_Supplied data_
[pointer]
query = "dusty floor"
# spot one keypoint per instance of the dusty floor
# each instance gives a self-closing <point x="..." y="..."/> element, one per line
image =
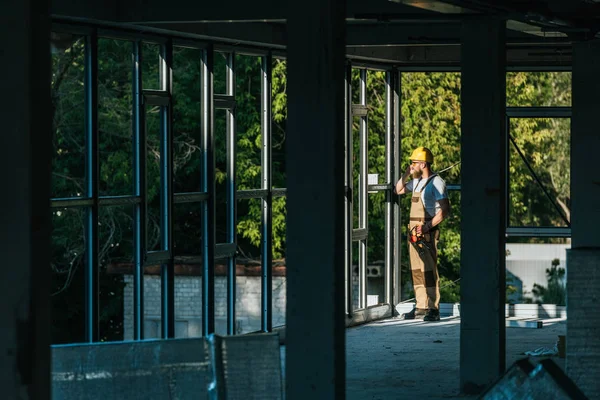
<point x="395" y="359"/>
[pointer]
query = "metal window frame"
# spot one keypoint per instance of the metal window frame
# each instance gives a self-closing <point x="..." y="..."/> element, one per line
<point x="349" y="192"/>
<point x="554" y="112"/>
<point x="208" y="186"/>
<point x="209" y="102"/>
<point x="267" y="200"/>
<point x="92" y="270"/>
<point x="140" y="190"/>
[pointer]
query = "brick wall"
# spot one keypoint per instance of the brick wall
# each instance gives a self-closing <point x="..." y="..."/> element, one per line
<point x="188" y="305"/>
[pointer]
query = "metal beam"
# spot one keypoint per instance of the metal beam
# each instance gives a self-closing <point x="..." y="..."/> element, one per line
<point x="102" y="10"/>
<point x="449" y="55"/>
<point x="259" y="33"/>
<point x="136" y="11"/>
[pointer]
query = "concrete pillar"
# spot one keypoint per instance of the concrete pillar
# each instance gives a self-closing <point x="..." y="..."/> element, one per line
<point x="25" y="143"/>
<point x="482" y="341"/>
<point x="315" y="331"/>
<point x="583" y="260"/>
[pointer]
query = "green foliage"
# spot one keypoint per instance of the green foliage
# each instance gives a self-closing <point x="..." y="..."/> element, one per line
<point x="430" y="112"/>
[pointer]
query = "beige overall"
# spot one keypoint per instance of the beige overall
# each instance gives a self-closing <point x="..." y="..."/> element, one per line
<point x="425" y="277"/>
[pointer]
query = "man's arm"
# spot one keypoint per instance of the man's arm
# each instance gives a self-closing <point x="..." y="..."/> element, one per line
<point x="439" y="217"/>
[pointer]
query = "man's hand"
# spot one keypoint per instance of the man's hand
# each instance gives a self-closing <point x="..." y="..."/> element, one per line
<point x="399" y="188"/>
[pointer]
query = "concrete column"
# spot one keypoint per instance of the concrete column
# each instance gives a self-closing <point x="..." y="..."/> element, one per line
<point x="25" y="143"/>
<point x="583" y="260"/>
<point x="315" y="201"/>
<point x="483" y="143"/>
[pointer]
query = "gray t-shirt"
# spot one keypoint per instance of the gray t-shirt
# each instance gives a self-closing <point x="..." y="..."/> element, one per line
<point x="433" y="193"/>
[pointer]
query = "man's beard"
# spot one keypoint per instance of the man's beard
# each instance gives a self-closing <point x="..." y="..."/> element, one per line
<point x="417" y="174"/>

_What you should do_
After removing the pictures, restate the whole listing above word for word.

_Exercise response_
[pointer]
query = "dusty floor"
# spot one keypoint per instance of the dusty floor
# each instance gives a self-closing <point x="..." y="..."/> element, one per line
image =
<point x="395" y="359"/>
[pointer]
query = "metal window frame"
# spot one keypoint per instance of the metal window frame
# each instance gives a self-closing <point x="..." y="..."/> element, one per line
<point x="349" y="192"/>
<point x="554" y="112"/>
<point x="208" y="186"/>
<point x="209" y="102"/>
<point x="267" y="200"/>
<point x="92" y="270"/>
<point x="140" y="190"/>
[pointer]
query = "brick wall"
# spot one keypoint per instance of the brick wall
# each instance gives a self-closing <point x="..." y="..."/> element, one per line
<point x="188" y="305"/>
[pointer]
query = "metal beam"
# spot one keypoint per instance of the metal beam
# each instance gives a self-closing <point x="..." y="..."/> element, one per line
<point x="102" y="10"/>
<point x="449" y="55"/>
<point x="259" y="33"/>
<point x="136" y="11"/>
[pointer]
query = "concrete pillar"
# spot one keypoint per instance of the concrete pillar
# each instance gives a self-closing <point x="..." y="..."/> element, one per line
<point x="25" y="143"/>
<point x="482" y="341"/>
<point x="315" y="331"/>
<point x="583" y="260"/>
[pointer]
query = "green foliage"
# spot one keypoint per instance of the green foliage
# each instance gives a self-closing <point x="..." y="..."/> element, one per line
<point x="430" y="112"/>
[pointer]
query = "beige overall"
# spot one keypoint per instance of the beige overall
# each instance gives a self-closing <point x="..." y="..."/> element, one per line
<point x="425" y="277"/>
[pointer]
query = "man's arm"
# spot one keypoint per instance of the man's arm
# each instance gives a self-closing <point x="..." y="..."/> element, one per line
<point x="439" y="217"/>
[pointer]
query = "man's hand"
# spot one keypoint per instance of the man's hand
# each instance gives a self-closing <point x="..." y="..."/> element, one per line
<point x="399" y="188"/>
[pointer]
query = "concrete column"
# spot one keypoint per instance of the concrete column
# each instance gives a self-closing <point x="..." y="..."/> element, one per line
<point x="25" y="143"/>
<point x="583" y="260"/>
<point x="315" y="201"/>
<point x="483" y="143"/>
[pointer]
query = "gray t-shirt"
# spot one keypoint per instance of the gray t-shirt
# each instance gives a self-closing <point x="..." y="..."/> element, one per line
<point x="433" y="193"/>
[pointer]
query = "man's beard"
# spot one keypoint per instance of the man's beard
# each instance gives a self-closing <point x="..." y="..."/> element, one per line
<point x="417" y="174"/>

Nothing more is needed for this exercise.